• ACTIVITY: Please report every line in the material below where the word "instance" is found.

- - -

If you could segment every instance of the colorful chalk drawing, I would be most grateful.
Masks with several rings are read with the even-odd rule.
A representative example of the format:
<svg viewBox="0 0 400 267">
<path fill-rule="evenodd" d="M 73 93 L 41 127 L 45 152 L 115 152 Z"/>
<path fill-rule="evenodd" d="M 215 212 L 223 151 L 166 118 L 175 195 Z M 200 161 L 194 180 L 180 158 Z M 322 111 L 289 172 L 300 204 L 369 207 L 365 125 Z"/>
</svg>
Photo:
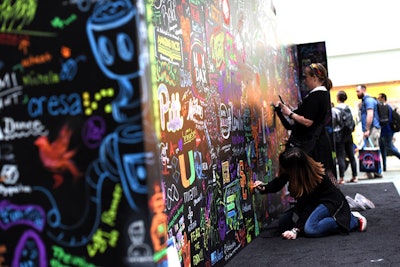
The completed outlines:
<svg viewBox="0 0 400 267">
<path fill-rule="evenodd" d="M 0 264 L 223 266 L 289 206 L 271 1 L 0 7 Z"/>
</svg>

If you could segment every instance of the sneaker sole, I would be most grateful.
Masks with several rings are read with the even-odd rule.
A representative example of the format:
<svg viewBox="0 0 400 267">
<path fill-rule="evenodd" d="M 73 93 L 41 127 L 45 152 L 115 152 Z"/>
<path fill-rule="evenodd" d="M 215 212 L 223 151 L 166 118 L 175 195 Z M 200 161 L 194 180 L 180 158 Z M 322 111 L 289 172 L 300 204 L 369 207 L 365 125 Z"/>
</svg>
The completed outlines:
<svg viewBox="0 0 400 267">
<path fill-rule="evenodd" d="M 366 208 L 364 207 L 364 205 L 362 205 L 361 203 L 359 203 L 358 201 L 355 201 L 354 199 L 352 199 L 349 196 L 346 196 L 346 200 L 347 203 L 349 203 L 350 209 L 351 210 L 366 210 Z"/>
<path fill-rule="evenodd" d="M 357 193 L 354 197 L 355 201 L 358 201 L 360 203 L 363 204 L 364 207 L 368 208 L 368 209 L 374 209 L 375 208 L 375 204 L 369 200 L 368 198 L 366 198 L 365 196 Z"/>
</svg>

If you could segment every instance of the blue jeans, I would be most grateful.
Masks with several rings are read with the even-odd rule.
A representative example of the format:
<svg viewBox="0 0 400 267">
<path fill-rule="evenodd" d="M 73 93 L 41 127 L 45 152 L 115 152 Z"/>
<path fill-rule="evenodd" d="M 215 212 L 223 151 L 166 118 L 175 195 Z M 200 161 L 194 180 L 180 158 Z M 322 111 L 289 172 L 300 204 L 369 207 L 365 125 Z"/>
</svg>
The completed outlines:
<svg viewBox="0 0 400 267">
<path fill-rule="evenodd" d="M 359 221 L 353 214 L 350 216 L 350 230 L 355 230 L 359 227 Z M 309 237 L 327 236 L 337 233 L 338 227 L 335 219 L 329 214 L 328 208 L 320 204 L 308 217 L 304 225 L 304 234 Z"/>
<path fill-rule="evenodd" d="M 382 154 L 383 170 L 386 171 L 386 156 L 388 153 L 391 153 L 393 156 L 396 156 L 400 159 L 400 152 L 393 145 L 393 134 L 389 134 L 387 136 L 381 135 L 379 138 L 379 147 Z"/>
</svg>

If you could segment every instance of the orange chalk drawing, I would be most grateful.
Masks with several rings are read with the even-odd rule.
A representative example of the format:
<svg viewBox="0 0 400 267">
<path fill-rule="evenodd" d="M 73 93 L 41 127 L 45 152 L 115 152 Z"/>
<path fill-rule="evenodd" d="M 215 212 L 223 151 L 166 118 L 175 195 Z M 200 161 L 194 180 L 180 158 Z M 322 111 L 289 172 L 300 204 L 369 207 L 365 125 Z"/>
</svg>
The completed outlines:
<svg viewBox="0 0 400 267">
<path fill-rule="evenodd" d="M 70 58 L 71 57 L 71 49 L 69 47 L 62 46 L 60 53 L 64 58 Z"/>
<path fill-rule="evenodd" d="M 160 252 L 167 247 L 167 223 L 168 217 L 164 213 L 165 204 L 163 193 L 159 185 L 154 186 L 154 195 L 149 201 L 150 209 L 154 212 L 150 226 L 150 236 L 153 242 L 154 252 Z"/>
<path fill-rule="evenodd" d="M 54 188 L 64 182 L 66 171 L 72 174 L 74 181 L 82 176 L 82 173 L 72 161 L 72 157 L 76 154 L 77 150 L 69 150 L 71 135 L 72 131 L 64 125 L 57 139 L 52 143 L 49 142 L 47 136 L 40 136 L 35 141 L 43 166 L 53 173 Z"/>
</svg>

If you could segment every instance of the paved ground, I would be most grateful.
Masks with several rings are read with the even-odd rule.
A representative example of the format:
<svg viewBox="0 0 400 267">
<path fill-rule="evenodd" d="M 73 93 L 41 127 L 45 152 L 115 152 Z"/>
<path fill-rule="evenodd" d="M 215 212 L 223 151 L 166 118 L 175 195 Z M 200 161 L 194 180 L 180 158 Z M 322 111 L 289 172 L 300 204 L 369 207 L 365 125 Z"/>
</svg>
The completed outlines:
<svg viewBox="0 0 400 267">
<path fill-rule="evenodd" d="M 286 240 L 276 235 L 275 221 L 225 266 L 400 266 L 400 198 L 394 184 L 361 182 L 340 188 L 345 195 L 360 193 L 375 204 L 374 209 L 361 211 L 368 220 L 365 233 L 354 231 L 349 235 Z"/>
<path fill-rule="evenodd" d="M 357 164 L 358 164 L 358 160 Z M 362 179 L 365 175 L 364 172 L 358 173 L 358 183 L 365 184 L 365 183 L 386 183 L 386 182 L 393 182 L 395 185 L 397 192 L 400 194 L 400 159 L 395 156 L 389 156 L 386 159 L 386 167 L 387 171 L 383 172 L 383 178 L 376 178 L 376 179 Z M 359 167 L 357 167 L 359 170 Z M 350 167 L 347 169 L 345 173 L 345 180 L 350 180 L 351 178 L 351 169 Z M 361 178 L 361 179 L 360 179 Z M 348 183 L 346 185 L 351 185 L 352 183 Z"/>
<path fill-rule="evenodd" d="M 358 177 L 364 174 L 359 173 Z M 348 169 L 345 179 L 350 178 Z M 369 185 L 373 183 L 375 186 Z M 340 187 L 345 195 L 361 193 L 375 204 L 375 209 L 362 211 L 368 218 L 367 232 L 288 241 L 271 234 L 276 230 L 271 225 L 226 266 L 400 266 L 400 160 L 393 156 L 387 158 L 387 171 L 383 172 L 383 178 L 362 179 Z"/>
</svg>

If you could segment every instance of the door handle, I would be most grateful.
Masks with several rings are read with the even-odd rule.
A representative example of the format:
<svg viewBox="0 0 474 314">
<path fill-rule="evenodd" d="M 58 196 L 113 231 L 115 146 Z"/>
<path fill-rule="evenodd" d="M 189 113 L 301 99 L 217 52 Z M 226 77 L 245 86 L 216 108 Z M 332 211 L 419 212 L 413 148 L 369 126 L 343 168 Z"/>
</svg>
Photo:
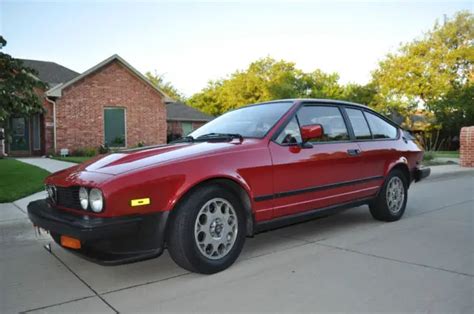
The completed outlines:
<svg viewBox="0 0 474 314">
<path fill-rule="evenodd" d="M 349 156 L 358 156 L 360 155 L 360 149 L 348 149 L 347 154 Z"/>
</svg>

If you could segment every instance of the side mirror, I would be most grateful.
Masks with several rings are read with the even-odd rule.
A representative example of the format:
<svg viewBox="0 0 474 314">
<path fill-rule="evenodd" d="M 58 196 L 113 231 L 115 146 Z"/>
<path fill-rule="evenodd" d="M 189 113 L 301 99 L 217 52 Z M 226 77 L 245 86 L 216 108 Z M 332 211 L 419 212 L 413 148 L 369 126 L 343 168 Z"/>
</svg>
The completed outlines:
<svg viewBox="0 0 474 314">
<path fill-rule="evenodd" d="M 310 124 L 300 128 L 301 139 L 303 143 L 311 139 L 322 138 L 324 134 L 323 126 L 321 124 Z"/>
</svg>

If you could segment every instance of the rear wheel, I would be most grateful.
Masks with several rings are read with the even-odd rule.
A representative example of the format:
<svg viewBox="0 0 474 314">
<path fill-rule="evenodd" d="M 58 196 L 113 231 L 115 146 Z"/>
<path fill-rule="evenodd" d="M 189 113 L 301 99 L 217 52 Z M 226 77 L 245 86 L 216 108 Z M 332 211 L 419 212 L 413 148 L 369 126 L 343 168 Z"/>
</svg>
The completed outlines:
<svg viewBox="0 0 474 314">
<path fill-rule="evenodd" d="M 176 208 L 168 250 L 179 266 L 212 274 L 231 266 L 245 242 L 241 203 L 217 185 L 198 188 Z"/>
<path fill-rule="evenodd" d="M 402 171 L 395 169 L 388 175 L 377 198 L 369 204 L 370 213 L 377 220 L 399 220 L 405 212 L 407 198 L 407 178 Z"/>
</svg>

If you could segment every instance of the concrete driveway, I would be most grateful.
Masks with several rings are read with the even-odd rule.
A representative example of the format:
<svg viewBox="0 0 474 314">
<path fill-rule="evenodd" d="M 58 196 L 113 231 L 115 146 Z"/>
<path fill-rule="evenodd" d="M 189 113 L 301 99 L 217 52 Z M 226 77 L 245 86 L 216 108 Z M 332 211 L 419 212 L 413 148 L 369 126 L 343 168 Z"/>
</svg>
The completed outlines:
<svg viewBox="0 0 474 314">
<path fill-rule="evenodd" d="M 37 237 L 17 208 L 0 221 L 0 312 L 474 312 L 474 172 L 413 185 L 404 218 L 366 206 L 247 239 L 205 276 L 159 259 L 116 267 Z"/>
</svg>

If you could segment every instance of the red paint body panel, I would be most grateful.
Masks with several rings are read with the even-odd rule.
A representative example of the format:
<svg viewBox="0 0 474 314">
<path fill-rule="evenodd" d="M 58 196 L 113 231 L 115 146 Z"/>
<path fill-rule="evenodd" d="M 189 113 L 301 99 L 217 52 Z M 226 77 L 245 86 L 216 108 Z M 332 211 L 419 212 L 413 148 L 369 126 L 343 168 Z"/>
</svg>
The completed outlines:
<svg viewBox="0 0 474 314">
<path fill-rule="evenodd" d="M 276 144 L 272 136 L 299 106 L 300 101 L 295 101 L 262 139 L 181 143 L 110 154 L 55 173 L 46 183 L 100 188 L 105 210 L 88 214 L 113 217 L 172 210 L 196 185 L 225 178 L 246 191 L 255 221 L 260 222 L 373 196 L 394 166 L 405 164 L 412 171 L 422 158 L 420 148 L 401 136 L 396 140 L 316 143 L 312 148 Z M 350 156 L 348 150 L 359 150 L 360 154 Z M 365 178 L 369 180 L 350 184 Z M 314 187 L 323 188 L 289 193 Z M 130 201 L 140 198 L 150 198 L 151 203 L 132 207 Z"/>
<path fill-rule="evenodd" d="M 348 149 L 358 148 L 357 143 L 315 144 L 312 148 L 280 146 L 270 143 L 274 164 L 274 186 L 285 192 L 325 186 L 363 178 L 363 161 L 359 156 L 349 156 Z M 382 175 L 380 173 L 379 175 Z M 351 198 L 362 198 L 376 191 L 363 191 L 366 184 L 352 187 L 325 189 L 278 198 L 274 206 L 275 217 L 327 207 Z M 360 191 L 357 191 L 359 190 Z M 346 194 L 353 191 L 351 194 Z"/>
</svg>

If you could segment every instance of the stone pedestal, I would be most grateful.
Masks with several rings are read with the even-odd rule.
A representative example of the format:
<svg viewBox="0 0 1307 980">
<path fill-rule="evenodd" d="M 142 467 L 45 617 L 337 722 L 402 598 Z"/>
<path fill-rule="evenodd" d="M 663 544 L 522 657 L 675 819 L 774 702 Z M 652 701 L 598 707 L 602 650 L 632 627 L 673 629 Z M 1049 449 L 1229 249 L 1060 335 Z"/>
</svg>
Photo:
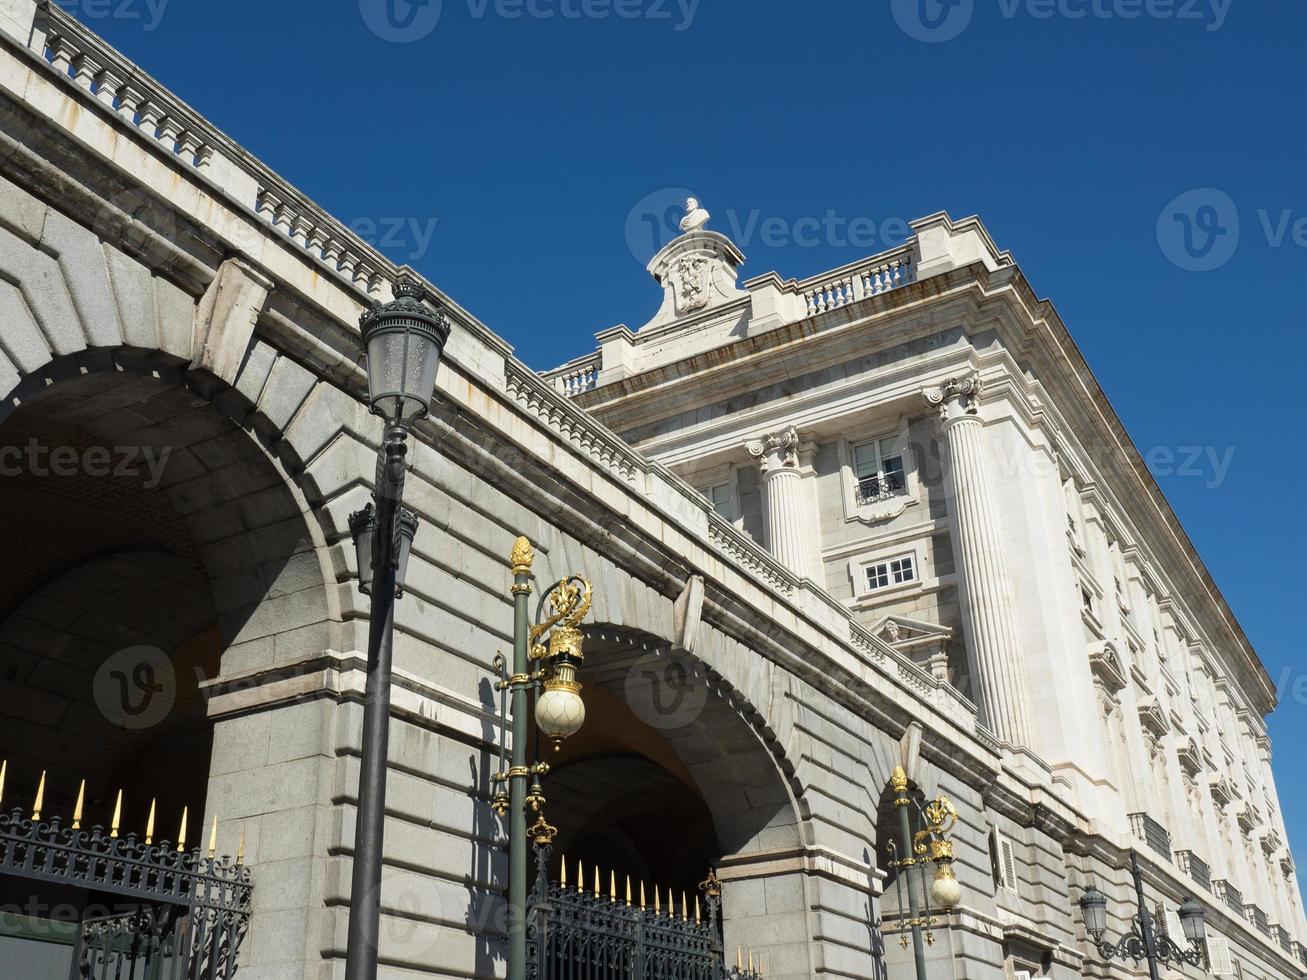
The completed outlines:
<svg viewBox="0 0 1307 980">
<path fill-rule="evenodd" d="M 990 729 L 1013 746 L 1030 746 L 1030 697 L 1021 657 L 1012 582 L 1003 554 L 1002 527 L 994 499 L 979 414 L 979 377 L 949 378 L 924 392 L 937 406 L 948 440 L 950 511 L 954 547 L 962 570 L 967 639 L 976 693 Z"/>
</svg>

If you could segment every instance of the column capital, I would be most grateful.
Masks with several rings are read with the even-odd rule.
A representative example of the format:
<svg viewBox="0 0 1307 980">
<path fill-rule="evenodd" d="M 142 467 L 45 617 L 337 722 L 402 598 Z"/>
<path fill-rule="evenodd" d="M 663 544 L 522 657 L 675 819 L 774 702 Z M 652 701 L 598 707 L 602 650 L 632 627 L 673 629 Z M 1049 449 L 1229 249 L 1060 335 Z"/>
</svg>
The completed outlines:
<svg viewBox="0 0 1307 980">
<path fill-rule="evenodd" d="M 944 381 L 922 390 L 926 404 L 939 408 L 941 422 L 958 422 L 980 414 L 980 393 L 984 387 L 980 375 L 945 378 Z"/>
<path fill-rule="evenodd" d="M 799 430 L 792 425 L 751 440 L 745 448 L 758 460 L 763 473 L 797 470 L 799 467 Z"/>
</svg>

- - -

• YOUR RESPONSE:
If you could segment every instance of the colorful chalk drawing, I would be most grateful.
If you could segment every instance of the sneaker sole, I would be most grateful.
If you could segment every instance of the blue jeans, I would be most grateful.
If you could segment every instance of the orange chalk drawing, I would be most grateful.
If you could segment every instance of the paved ground, I would be most grateful.
If you could segment every instance of the door handle, I would be most grateful.
If you could segment every instance of the side mirror, I would be most grateful.
If you could segment every instance of the rear wheel, I would be most grateful.
If you could segment every instance of the concrete driveway, I would be most grateful.
If you could segment every instance of the red paint body panel, I would be most grateful.
If you could segment every instance of the stone pedestal, I would be most grateful.
If you could segment every instance of the column capital, I would be most grateful.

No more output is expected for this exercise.